**What the task asks:**
Rewrite all of the material below, changing every "instance" to "occurrence" and leaving everything else as it is.

**Given data:**
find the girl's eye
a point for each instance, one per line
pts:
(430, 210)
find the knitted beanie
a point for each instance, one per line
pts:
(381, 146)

**Task answer:**
find the girl's eye
a point for each occurrence, one per line
pts:
(430, 210)
find the knitted beanie
a point for each occurrence, one per line
pts:
(381, 146)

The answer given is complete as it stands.